■ **ABOUT THIS EXERCISE**: Reproduce all of the data exactly as written.
╔══
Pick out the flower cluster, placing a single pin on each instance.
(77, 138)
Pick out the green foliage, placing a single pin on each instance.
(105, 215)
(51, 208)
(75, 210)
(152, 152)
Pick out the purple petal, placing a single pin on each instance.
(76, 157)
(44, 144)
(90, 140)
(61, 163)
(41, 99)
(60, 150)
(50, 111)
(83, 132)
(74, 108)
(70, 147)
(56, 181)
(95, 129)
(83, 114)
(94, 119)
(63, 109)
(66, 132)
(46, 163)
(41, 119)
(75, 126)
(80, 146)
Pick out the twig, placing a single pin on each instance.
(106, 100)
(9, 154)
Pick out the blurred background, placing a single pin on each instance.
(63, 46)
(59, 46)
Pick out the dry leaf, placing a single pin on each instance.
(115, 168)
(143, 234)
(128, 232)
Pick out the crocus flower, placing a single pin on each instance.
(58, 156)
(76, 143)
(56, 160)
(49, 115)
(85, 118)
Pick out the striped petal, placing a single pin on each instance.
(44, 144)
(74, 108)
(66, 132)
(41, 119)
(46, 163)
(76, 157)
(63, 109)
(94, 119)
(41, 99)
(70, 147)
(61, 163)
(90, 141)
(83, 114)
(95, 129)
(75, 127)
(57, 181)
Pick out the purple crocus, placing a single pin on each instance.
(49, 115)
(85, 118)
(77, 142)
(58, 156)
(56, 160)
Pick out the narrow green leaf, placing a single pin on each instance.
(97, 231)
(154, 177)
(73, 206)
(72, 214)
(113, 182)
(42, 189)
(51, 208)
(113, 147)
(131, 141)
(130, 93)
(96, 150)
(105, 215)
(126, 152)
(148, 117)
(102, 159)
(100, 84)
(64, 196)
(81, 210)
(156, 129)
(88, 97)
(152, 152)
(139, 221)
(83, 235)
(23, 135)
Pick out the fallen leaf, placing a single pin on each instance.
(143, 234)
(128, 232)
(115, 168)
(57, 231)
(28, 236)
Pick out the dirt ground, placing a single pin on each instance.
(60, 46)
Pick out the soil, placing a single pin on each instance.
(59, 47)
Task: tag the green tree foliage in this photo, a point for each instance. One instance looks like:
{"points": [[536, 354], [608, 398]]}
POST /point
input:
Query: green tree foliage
╚══
■ **SOLVED EXERCISE**:
Pick out the flower cluster, placing a single pin on each instance.
(77, 138)
Pick out the green foliage, placing a single pin on each instance.
(105, 215)
(51, 208)
(75, 210)
(152, 152)
Pick out the purple petal, placing a single pin on each instance.
(76, 157)
(44, 144)
(90, 140)
(61, 163)
(41, 99)
(60, 150)
(50, 111)
(83, 132)
(74, 108)
(70, 147)
(56, 181)
(95, 129)
(83, 114)
(94, 119)
(63, 109)
(66, 132)
(46, 163)
(41, 119)
(75, 126)
(80, 146)
Pick out the twig, placing a single pin on each instance.
(106, 100)
(9, 154)
Pick out the blurred background, placing a single pin on each instance.
(63, 46)
(59, 46)
Pick out the dry leaf, placing a single pin on each instance.
(115, 168)
(143, 234)
(128, 232)
Pick out the crocus flower, placing a single pin on each instance.
(58, 156)
(76, 143)
(56, 160)
(49, 115)
(85, 118)
Pick out the striped petal, placing a single pin on each instance.
(44, 144)
(74, 108)
(66, 132)
(41, 119)
(46, 163)
(76, 157)
(63, 109)
(94, 119)
(41, 99)
(70, 147)
(61, 163)
(90, 141)
(83, 114)
(95, 129)
(75, 127)
(57, 181)
Pick out the purple crocus, placing a single pin on each instance.
(49, 115)
(85, 118)
(77, 142)
(58, 156)
(56, 160)
Pick out the narrow green leaf, placing a single pin on each instance.
(97, 231)
(154, 177)
(73, 206)
(72, 214)
(113, 182)
(42, 189)
(51, 208)
(113, 147)
(131, 141)
(130, 93)
(96, 150)
(105, 215)
(126, 152)
(148, 117)
(102, 159)
(100, 84)
(64, 196)
(81, 210)
(156, 129)
(88, 97)
(152, 152)
(139, 221)
(83, 235)
(23, 135)
Pick out the fallen leaf, placing a single pin on each instance.
(143, 234)
(128, 232)
(115, 168)
(57, 231)
(28, 236)
Pick out the dirt ground, placing a single pin on each instance.
(60, 46)
Pick out the soil, placing a single pin on each instance.
(59, 47)
Task: tag the green tree foliage in this photo, a point for each instance. One instance looks like:
{"points": [[536, 354], [608, 398]]}
POST /point
input:
Query: green tree foliage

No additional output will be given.